+++ Stored records

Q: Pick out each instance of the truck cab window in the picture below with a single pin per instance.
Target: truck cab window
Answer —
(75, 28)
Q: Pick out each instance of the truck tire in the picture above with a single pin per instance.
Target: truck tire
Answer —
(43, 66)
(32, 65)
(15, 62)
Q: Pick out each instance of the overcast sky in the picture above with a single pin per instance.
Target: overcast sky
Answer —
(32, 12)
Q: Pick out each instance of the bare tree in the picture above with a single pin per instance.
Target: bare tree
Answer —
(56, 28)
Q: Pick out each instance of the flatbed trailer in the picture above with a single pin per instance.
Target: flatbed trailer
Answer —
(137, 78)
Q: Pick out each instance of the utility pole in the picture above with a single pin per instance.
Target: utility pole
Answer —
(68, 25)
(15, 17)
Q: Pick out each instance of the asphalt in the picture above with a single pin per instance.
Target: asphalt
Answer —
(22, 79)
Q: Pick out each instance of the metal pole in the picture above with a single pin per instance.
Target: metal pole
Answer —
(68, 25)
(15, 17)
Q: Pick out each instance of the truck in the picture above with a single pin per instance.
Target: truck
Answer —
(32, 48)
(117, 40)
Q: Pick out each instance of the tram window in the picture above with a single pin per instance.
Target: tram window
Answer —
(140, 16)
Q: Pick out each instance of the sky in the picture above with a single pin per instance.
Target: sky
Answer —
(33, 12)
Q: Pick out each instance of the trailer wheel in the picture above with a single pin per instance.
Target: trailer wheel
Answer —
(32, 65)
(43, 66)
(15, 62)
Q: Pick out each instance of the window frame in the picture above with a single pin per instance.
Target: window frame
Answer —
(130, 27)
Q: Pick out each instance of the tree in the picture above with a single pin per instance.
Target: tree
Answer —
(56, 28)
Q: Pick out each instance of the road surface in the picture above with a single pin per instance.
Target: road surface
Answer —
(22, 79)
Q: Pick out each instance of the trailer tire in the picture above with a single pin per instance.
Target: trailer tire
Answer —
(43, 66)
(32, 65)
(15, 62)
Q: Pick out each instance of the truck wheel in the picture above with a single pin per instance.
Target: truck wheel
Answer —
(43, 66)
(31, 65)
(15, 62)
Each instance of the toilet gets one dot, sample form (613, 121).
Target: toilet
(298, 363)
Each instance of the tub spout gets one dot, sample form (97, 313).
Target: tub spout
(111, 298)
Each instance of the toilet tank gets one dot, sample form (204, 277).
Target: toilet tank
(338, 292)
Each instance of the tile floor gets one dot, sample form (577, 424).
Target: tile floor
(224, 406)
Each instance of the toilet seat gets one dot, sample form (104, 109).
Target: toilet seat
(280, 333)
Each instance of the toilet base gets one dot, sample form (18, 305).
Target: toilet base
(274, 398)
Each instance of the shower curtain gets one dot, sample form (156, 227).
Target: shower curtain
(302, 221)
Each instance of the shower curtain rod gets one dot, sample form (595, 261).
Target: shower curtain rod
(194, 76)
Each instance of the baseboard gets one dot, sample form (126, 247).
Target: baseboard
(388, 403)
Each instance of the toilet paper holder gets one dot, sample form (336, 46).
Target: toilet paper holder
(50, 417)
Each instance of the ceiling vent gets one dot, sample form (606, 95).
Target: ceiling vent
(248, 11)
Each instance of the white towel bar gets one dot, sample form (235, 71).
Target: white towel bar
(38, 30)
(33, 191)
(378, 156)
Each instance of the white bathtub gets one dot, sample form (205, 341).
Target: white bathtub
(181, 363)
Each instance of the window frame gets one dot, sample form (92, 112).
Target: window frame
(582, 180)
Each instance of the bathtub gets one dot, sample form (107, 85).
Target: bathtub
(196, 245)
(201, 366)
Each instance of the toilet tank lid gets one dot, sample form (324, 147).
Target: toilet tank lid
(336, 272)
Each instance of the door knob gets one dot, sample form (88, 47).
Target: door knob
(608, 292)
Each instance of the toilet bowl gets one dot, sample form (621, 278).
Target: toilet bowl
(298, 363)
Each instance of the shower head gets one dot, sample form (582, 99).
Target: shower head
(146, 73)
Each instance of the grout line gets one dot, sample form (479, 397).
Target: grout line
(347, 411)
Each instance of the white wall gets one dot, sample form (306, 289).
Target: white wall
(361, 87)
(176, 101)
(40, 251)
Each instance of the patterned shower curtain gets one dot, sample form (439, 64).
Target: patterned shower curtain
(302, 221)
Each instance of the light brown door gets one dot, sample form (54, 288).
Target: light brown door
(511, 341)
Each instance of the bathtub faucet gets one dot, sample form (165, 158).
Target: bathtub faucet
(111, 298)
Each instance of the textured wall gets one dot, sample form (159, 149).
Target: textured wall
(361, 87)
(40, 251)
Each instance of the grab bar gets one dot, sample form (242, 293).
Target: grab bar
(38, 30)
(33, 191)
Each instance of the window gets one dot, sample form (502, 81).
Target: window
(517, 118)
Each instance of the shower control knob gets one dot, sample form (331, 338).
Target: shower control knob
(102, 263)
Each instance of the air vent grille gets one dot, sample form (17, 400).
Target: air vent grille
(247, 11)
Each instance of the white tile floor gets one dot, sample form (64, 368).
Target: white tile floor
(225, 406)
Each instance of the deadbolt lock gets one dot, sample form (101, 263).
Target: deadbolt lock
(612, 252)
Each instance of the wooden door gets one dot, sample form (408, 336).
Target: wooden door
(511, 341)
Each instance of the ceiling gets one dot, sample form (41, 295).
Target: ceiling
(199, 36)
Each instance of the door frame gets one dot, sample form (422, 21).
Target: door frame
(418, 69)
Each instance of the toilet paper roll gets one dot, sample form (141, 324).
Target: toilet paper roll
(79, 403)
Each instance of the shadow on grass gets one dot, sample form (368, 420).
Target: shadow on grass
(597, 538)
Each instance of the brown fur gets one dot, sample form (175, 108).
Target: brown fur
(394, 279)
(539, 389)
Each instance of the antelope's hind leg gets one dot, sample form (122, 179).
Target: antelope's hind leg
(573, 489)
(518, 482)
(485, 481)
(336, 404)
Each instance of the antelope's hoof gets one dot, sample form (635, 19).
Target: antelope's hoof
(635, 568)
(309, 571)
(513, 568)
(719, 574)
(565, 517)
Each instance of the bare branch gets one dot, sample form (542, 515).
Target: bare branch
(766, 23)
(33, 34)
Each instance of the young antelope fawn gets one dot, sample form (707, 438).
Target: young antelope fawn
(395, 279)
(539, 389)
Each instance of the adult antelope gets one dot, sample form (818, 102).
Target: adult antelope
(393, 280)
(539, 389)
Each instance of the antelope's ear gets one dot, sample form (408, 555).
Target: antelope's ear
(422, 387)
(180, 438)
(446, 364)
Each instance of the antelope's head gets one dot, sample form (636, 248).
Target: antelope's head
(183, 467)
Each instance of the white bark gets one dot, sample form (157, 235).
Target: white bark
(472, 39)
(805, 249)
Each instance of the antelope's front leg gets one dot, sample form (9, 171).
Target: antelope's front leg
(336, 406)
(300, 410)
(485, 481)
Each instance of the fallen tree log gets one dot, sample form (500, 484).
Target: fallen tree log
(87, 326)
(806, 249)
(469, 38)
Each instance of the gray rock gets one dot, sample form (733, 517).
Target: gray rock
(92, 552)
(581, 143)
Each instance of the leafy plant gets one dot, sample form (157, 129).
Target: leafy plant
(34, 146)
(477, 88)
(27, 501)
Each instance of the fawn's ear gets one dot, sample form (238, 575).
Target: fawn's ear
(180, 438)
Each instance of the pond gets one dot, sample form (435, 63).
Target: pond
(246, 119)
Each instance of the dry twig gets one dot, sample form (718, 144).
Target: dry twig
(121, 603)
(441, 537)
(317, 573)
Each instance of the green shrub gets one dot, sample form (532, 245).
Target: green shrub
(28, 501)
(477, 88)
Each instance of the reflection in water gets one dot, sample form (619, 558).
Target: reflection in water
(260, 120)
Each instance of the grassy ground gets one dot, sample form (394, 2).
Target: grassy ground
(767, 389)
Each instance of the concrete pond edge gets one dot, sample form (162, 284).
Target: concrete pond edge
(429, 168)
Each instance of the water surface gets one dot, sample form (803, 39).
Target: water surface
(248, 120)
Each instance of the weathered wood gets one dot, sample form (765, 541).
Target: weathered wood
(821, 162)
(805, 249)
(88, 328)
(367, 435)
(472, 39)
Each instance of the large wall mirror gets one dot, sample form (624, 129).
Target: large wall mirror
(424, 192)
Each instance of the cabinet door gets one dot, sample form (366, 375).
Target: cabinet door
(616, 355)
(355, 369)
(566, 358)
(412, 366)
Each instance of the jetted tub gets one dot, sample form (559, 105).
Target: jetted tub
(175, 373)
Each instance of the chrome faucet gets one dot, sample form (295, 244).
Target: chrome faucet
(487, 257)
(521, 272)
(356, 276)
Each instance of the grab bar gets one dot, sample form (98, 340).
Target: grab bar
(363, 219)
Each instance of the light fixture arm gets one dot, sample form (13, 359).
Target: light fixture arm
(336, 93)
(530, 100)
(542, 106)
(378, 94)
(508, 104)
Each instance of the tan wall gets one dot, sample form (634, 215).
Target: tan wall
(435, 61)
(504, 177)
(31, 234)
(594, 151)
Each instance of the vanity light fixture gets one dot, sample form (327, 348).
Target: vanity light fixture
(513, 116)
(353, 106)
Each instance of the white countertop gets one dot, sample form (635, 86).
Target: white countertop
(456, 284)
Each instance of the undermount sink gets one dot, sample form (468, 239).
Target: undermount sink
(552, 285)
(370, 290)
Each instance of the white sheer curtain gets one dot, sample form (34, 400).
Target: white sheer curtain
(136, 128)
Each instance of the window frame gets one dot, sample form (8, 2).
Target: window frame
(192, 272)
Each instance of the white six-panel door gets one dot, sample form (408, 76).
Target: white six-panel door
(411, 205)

++++++

**What to work on**
Beginning at the line containing "Each instance of the water", repeat each line exactly through the last line of the entries, and include no other lines.

**Solution to the exercise**
Each instance of the water surface gets one dot, sample form (803, 39).
Target: water surface
(248, 120)
Each instance of the weathered wood gets one dot, sample form (765, 541).
Target: weathered wood
(821, 162)
(805, 249)
(88, 328)
(367, 435)
(472, 39)
Each instance of the large wall mirror gets one dot, sample form (624, 129).
Target: large wall mirror
(424, 192)
Each instance of the cabinet door gets one dot, sample form (366, 375).
Target: cabinet door
(616, 355)
(355, 369)
(566, 358)
(412, 366)
Each instance of the jetted tub gets one dot, sample form (559, 105).
Target: jetted tub
(175, 373)
Each instance of the chrome faucet gets one dot, sample form (295, 244).
Target: chrome faucet
(487, 257)
(521, 272)
(356, 276)
Each instance of the grab bar gets one dot, sample form (98, 340).
Target: grab bar
(363, 219)
Each instance of the light fixture arm gets one dot, sample form (13, 359).
Target: light fixture arm
(336, 93)
(530, 100)
(542, 106)
(378, 94)
(508, 104)
Each instance of the tan wall gets one dot, sample form (634, 215).
Target: tan wall
(435, 61)
(504, 177)
(31, 234)
(594, 151)
Each instance of the vanity light fixture gets one dot, sample form (327, 348).
Target: vanity light fixture
(513, 116)
(353, 106)
Each instance of the white countertop gets one dot, sample form (635, 86).
Target: white countertop
(456, 284)
Each instance of the undermount sink gets one dot, sample form (468, 239).
Target: undermount sink
(552, 285)
(370, 290)
Each instance of the white sheer curtain gets one dot, sample form (34, 400).
Target: white sheer curtain
(136, 128)
Each instance of the window frame gets one dot, sample form (8, 2).
Target: window frame
(192, 272)
Each instance of the white six-panel door gets one dot, sample form (408, 76).
Target: white six-panel door
(411, 205)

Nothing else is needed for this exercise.